What to work on:
The following data has a line with "of the wheel" and a line with "of the loose". Write out exactly those lines and all the lines between them.

[Point localization data]
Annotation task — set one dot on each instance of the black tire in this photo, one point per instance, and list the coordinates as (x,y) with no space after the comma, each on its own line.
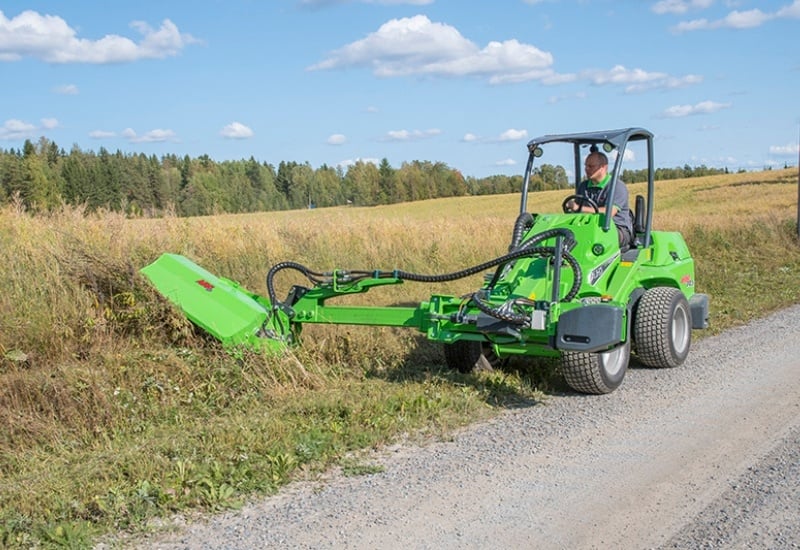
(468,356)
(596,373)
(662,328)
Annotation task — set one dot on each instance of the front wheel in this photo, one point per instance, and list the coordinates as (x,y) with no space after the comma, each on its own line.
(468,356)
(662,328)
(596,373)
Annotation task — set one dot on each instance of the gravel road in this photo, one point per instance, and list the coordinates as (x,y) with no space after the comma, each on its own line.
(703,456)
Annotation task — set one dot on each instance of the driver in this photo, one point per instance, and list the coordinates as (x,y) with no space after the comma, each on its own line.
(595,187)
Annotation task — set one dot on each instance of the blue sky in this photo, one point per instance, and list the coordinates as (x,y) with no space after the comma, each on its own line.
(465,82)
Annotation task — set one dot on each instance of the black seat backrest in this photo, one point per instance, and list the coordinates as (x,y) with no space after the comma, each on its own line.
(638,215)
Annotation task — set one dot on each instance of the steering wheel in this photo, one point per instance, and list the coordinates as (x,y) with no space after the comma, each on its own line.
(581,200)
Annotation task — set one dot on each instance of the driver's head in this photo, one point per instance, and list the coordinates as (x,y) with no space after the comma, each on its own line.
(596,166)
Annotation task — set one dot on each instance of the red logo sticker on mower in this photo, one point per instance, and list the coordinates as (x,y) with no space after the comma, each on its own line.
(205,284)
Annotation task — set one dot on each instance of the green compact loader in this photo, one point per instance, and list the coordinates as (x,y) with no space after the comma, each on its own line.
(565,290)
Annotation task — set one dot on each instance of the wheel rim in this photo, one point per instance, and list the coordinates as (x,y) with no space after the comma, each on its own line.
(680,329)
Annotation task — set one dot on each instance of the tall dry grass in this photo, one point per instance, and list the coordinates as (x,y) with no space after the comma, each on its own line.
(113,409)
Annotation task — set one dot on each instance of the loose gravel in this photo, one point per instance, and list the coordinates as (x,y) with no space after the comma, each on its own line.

...

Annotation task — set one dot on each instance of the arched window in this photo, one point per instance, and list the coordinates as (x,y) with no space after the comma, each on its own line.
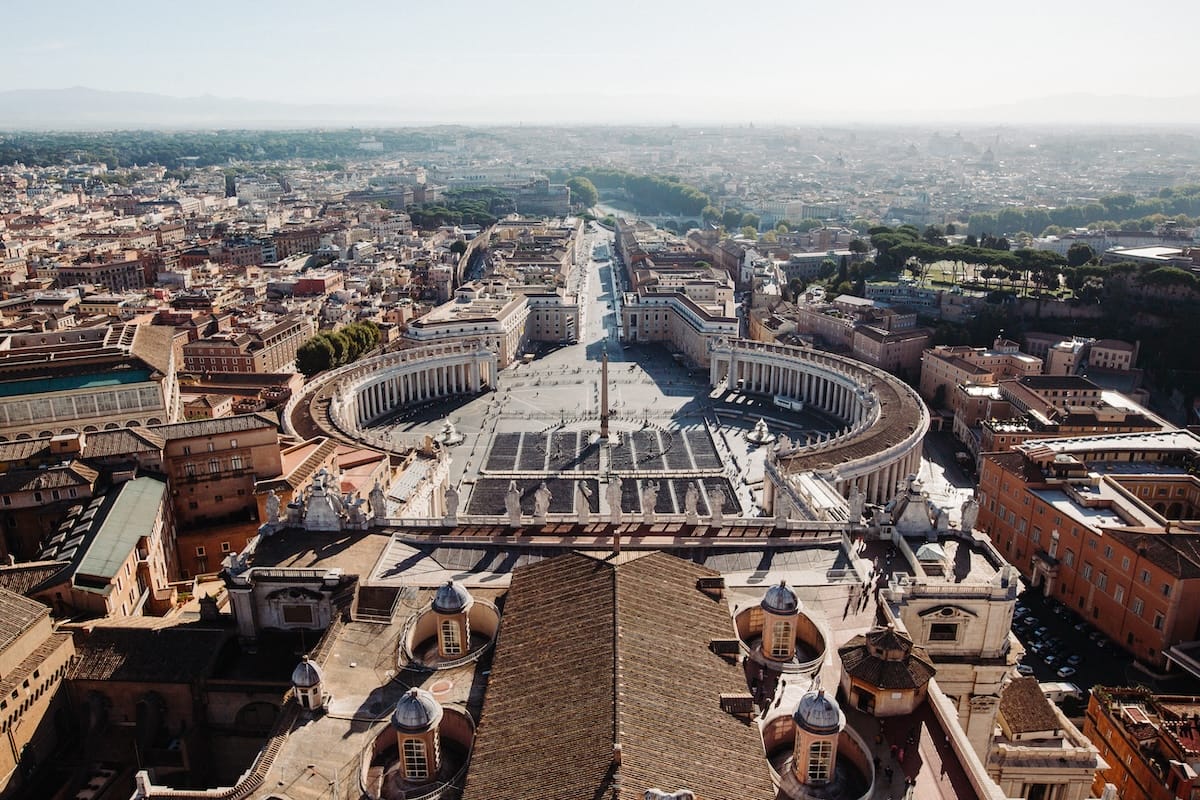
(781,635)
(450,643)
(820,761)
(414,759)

Written response:
Annotation task — set one dot on each instance of the wheel rim in this photo, one point per instance, and list the coordinates as (x,y) with no space after the comma, each on its own line.
(680,329)
Annotation task — set one dot on each instance of the tall dry grass in this photo, one point per instance, and list the coordinates as (x,y) with no space after the comma, each on its own line.
(113,409)
Annotation task — set one dot on each instance of the loose gravel in this photo, one point per instance, and list the coordinates as (x,y) with no space after the comma, each on its own line.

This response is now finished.